Work to do: Repeat every line of the material, character for character.

#### Information given ####

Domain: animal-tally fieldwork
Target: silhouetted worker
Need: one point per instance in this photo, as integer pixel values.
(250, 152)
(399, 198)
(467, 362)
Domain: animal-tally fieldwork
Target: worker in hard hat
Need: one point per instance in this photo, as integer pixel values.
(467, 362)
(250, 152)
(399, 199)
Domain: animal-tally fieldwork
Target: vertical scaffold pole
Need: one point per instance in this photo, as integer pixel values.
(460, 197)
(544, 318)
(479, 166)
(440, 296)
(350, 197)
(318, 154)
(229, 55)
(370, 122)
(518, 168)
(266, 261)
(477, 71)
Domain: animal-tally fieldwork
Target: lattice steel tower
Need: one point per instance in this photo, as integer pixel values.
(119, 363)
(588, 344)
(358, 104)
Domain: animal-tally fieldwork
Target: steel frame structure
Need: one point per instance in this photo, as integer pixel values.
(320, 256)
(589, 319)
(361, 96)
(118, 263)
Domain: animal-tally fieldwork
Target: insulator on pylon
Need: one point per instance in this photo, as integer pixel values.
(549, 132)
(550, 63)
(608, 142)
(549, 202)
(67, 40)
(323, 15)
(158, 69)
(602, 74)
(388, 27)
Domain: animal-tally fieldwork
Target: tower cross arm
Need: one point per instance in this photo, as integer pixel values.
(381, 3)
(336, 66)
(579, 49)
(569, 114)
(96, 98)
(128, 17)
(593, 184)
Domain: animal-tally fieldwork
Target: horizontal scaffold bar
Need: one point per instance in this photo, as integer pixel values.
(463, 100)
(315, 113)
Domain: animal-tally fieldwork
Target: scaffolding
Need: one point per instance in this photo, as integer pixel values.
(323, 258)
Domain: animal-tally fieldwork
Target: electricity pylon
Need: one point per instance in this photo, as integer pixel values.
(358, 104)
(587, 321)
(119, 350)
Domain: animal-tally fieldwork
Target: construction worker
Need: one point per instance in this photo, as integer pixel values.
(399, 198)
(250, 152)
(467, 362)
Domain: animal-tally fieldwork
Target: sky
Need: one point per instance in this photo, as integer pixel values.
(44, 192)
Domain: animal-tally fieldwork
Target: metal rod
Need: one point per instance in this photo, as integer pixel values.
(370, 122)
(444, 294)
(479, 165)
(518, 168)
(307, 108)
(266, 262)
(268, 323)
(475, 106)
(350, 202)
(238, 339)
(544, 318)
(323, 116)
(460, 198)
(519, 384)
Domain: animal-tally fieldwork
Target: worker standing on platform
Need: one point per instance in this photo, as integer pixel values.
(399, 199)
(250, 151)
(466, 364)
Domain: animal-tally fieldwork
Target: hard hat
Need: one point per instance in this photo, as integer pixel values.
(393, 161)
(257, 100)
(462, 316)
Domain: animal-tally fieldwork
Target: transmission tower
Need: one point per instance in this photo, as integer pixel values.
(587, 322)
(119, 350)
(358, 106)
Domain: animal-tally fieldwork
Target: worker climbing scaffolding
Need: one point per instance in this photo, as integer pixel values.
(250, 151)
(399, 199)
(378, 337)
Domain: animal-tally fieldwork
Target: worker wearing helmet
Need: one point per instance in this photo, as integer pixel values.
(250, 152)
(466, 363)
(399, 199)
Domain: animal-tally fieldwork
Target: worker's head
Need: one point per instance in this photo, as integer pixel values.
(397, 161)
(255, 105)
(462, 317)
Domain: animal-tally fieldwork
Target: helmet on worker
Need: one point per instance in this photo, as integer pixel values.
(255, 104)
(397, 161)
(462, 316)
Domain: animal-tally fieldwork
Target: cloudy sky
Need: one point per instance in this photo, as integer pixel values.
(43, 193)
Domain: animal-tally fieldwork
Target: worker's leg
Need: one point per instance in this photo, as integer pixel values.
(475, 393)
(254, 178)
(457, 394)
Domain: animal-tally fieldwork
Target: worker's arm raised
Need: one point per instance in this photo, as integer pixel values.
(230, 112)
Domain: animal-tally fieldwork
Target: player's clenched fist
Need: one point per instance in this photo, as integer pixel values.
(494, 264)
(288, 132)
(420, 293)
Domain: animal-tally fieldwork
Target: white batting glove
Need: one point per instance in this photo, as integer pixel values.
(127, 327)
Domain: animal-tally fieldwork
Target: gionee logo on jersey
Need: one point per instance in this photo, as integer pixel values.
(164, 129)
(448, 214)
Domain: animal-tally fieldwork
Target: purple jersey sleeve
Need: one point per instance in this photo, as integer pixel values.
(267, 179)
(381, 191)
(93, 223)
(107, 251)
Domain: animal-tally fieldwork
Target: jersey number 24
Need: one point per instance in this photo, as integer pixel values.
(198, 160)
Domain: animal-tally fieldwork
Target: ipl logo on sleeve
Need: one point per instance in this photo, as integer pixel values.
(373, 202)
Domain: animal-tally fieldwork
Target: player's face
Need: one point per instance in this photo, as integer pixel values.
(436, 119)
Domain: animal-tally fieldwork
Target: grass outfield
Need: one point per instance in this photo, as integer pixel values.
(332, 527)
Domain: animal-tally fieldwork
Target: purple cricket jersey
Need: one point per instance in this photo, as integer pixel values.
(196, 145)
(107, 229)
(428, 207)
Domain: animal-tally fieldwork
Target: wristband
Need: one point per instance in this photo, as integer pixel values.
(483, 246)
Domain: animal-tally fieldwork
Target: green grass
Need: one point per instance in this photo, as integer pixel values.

####

Solution:
Domain: animal-tally fieldwork
Target: silhouetted worker
Need: one point per instance in this photo, as integer pixel values.
(250, 152)
(399, 198)
(467, 362)
Domain: animal-tally fieldwork
Target: worker in hard hat
Need: one point per instance in this photo, as integer pixel values.
(467, 362)
(250, 152)
(399, 199)
Domain: animal-tally fieldwork
Target: vertical scaffold pole
Need: one point per instance in this photo, as integer pixel values.
(460, 197)
(544, 318)
(479, 166)
(440, 296)
(350, 197)
(318, 154)
(229, 55)
(370, 122)
(518, 168)
(266, 261)
(477, 71)
Domain: animal-tally fieldwork
Target: lattice steel tower
Need: one point per instance in this photo, as integer pixel values.
(119, 363)
(588, 344)
(358, 104)
Domain: animal-tally fieldwork
Target: steel frame structure
Need: one point per instance in this photo, as integer pixel values.
(320, 256)
(589, 319)
(361, 96)
(118, 263)
Domain: animal-tally fieldwork
Target: insulator on pylon
Need: one point per instance in this photo, as integer pixel values.
(549, 132)
(550, 63)
(608, 142)
(549, 202)
(67, 40)
(323, 15)
(158, 69)
(602, 74)
(388, 27)
Domain: animal-tally fieldwork
Target: tower cross arm
Need: one point per instance in this photo, as integer pixel values.
(381, 3)
(336, 66)
(579, 49)
(569, 114)
(96, 98)
(128, 17)
(593, 184)
Domain: animal-tally fieldwork
Target: horizontal scaffold bar
Need: one point per instance in this photo, as integer pixel values.
(463, 100)
(315, 113)
Domain: animal-tally fieldwork
Target: scaffolding
Need: one point per instance in this photo, as integer pixel values.
(323, 258)
Domain: animal-tally fieldwork
Target: electricity pylon
Need: one point per instance in this photo, as integer pixel values.
(358, 104)
(587, 321)
(119, 350)
Domain: animal-tally fieldwork
Target: construction worker
Need: one point per instance in this photo, as integer pixel values.
(399, 198)
(250, 152)
(467, 362)
Domain: animal-tally fieldwork
Target: sky
Need: one point per instance in this photo, as integer pixel values.
(44, 192)
Domain: animal-tally fieldwork
Target: metal rod
Need: one point per instance in this photo, as integer pixel values.
(370, 122)
(444, 294)
(479, 165)
(518, 168)
(307, 108)
(266, 262)
(268, 323)
(475, 106)
(350, 202)
(238, 339)
(544, 318)
(323, 116)
(460, 198)
(519, 384)
Domain: animal-tally fieldwork
Target: worker standing on platform
Need: one point per instance in this photo, as integer pixel values.
(399, 199)
(250, 151)
(466, 364)
Domain: animal-tally fieldwork
Target: hard hat
Need: one point per instance in this photo, as integer pixel values.
(393, 161)
(257, 100)
(462, 316)
Domain: animal-tally fieldwork
Target: transmission tower
Need: one point per instance in this photo, as integer pixel values.
(587, 322)
(119, 350)
(358, 106)
Domain: animal-tally fieldwork
Target: worker climbing scaffolding
Need: one point per instance in this photo, as integer pixel values.
(250, 151)
(399, 199)
(378, 337)
Domain: animal-tally fieldwork
Target: worker wearing helmet
Need: one point per instance in this photo, as integer pixel values.
(250, 152)
(466, 363)
(399, 199)
Domain: animal-tally fieldwork
Target: worker's head
Need: one point per instance in this photo, as integer pixel values.
(397, 161)
(255, 105)
(462, 317)
Domain: animal-tally fieldwork
Target: helmet on worker
Need: one point per instance in this photo, as integer pixel values.
(255, 104)
(397, 161)
(462, 316)
Domain: animal-tally fieldwork
Target: cloudy sky
Need: one point per instance in this photo, as integer pixel values.
(43, 193)
Domain: animal-tally fieldwork
Target: worker's leg
Need: one point per instance in this photo, as integer pixel values.
(475, 393)
(254, 178)
(457, 394)
Domain: animal-tally fieldwork
Target: worker's arm raised
Need: one point per instance in this photo, as integer pixel values.
(230, 112)
Domain: animal-tally fieldwork
Target: player's clenched fist
Need: one point per instance in this photo, as integer pixel values.
(494, 264)
(288, 132)
(420, 293)
Domain: animal-tally fieldwork
Target: white batting glove
Need: one point per instance in this photo, as integer pixel values.
(127, 327)
Domain: animal-tally fieldwork
Target: gionee logo on jersey
Need: one point per instance in this photo, as integer pixel values.
(164, 129)
(448, 214)
Domain: animal-tally fieldwork
Target: purple jersey sleeve
Need: one point per instance in this photo, as integer pixel values.
(267, 179)
(381, 191)
(93, 223)
(107, 251)
Domain: animal-tally fieldwork
Target: jersey number 24
Need: one point per instance in this photo, as integer pixel values.
(198, 160)
Domain: animal-tally fieldwork
Target: ipl logo on sleeve
Need: one point per instance in this photo, as integer pixel values.
(373, 202)
Domain: animal-tally fieldwork
Target: player's face
Need: one point per instance in this photo, as integer pixel values.
(436, 119)
Domain: animal-tally fieldwork
Target: grass outfield
Need: one point per instance in this photo, as integer pixel values.
(332, 527)
Domain: animal-tally fieldwork
Target: purple cricket jersey
Need: one point per instance in this photo, as integer pixel values.
(196, 145)
(107, 229)
(428, 207)
Domain: animal-tally fieldwork
Target: wristband
Need: one point per instance in this photo, as integer pixel values.
(483, 246)
Domain: animal-tally fieldwork
Target: green grass
Need: one point per instance in this photo, as integer pixel values.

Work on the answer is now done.